(The records):
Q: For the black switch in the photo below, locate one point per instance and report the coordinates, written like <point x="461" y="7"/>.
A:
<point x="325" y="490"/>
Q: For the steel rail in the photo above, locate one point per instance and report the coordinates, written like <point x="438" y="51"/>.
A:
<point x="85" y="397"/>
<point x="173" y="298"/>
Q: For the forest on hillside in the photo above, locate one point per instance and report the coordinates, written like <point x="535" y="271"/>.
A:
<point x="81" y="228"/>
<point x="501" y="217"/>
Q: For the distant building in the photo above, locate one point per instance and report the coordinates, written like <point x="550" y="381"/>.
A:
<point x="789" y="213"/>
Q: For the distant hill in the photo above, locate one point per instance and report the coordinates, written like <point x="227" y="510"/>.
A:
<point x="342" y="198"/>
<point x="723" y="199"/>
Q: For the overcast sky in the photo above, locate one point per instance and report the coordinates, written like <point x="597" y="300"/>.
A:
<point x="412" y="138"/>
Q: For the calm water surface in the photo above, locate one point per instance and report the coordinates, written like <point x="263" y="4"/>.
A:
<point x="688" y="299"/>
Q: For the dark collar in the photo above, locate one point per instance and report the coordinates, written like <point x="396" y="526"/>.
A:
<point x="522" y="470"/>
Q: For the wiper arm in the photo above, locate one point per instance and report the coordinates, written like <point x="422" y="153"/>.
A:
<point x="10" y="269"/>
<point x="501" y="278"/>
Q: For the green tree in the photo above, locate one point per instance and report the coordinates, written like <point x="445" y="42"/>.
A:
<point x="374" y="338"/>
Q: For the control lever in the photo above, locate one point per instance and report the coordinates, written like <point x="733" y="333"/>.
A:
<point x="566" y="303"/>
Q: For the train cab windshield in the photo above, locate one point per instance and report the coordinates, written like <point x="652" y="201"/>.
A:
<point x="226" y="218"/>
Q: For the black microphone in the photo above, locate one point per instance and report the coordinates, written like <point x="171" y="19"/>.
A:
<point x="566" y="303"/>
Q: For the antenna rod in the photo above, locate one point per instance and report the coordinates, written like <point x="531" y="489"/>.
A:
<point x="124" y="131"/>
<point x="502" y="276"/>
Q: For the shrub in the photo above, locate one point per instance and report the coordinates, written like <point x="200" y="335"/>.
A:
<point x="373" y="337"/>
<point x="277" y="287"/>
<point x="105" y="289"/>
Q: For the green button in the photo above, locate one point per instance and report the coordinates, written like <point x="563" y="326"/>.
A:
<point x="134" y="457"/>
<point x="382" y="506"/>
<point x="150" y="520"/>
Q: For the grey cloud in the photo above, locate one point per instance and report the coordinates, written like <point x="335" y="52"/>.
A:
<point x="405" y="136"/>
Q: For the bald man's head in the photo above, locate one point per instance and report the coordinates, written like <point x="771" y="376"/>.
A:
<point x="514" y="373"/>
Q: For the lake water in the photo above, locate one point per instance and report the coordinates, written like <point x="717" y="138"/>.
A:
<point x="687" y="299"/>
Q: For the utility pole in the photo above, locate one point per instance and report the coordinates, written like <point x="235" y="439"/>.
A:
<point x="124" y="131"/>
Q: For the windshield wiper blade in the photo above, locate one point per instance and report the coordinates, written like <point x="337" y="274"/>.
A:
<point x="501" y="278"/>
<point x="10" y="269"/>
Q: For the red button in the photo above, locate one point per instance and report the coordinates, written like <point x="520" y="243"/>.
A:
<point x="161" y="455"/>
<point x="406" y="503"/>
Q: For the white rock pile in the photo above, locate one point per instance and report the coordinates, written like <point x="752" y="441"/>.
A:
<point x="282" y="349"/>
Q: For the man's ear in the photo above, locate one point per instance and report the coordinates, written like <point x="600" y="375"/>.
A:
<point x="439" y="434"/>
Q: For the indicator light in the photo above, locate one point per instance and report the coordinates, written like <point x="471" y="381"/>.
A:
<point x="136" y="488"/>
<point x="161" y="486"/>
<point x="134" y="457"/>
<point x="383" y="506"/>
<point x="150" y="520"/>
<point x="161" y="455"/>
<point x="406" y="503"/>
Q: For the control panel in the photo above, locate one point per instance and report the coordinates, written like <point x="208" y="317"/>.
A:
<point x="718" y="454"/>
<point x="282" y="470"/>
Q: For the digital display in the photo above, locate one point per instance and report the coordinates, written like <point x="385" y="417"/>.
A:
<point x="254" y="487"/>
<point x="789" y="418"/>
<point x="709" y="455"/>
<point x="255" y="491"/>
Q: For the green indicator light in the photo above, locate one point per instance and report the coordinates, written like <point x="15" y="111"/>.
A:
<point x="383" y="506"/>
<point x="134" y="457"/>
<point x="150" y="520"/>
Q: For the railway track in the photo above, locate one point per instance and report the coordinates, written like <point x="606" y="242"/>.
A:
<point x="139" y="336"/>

(Problem to work on): Lines with the string "black": pick each one out of the material and return it.

(Solution to this task):
Q: For the black switch in the photo below, locate one point per instance and report the coordinates, written like <point x="461" y="7"/>.
Q: For the black microphone in the photo above, locate one point per instance and report the coordinates, written like <point x="171" y="19"/>.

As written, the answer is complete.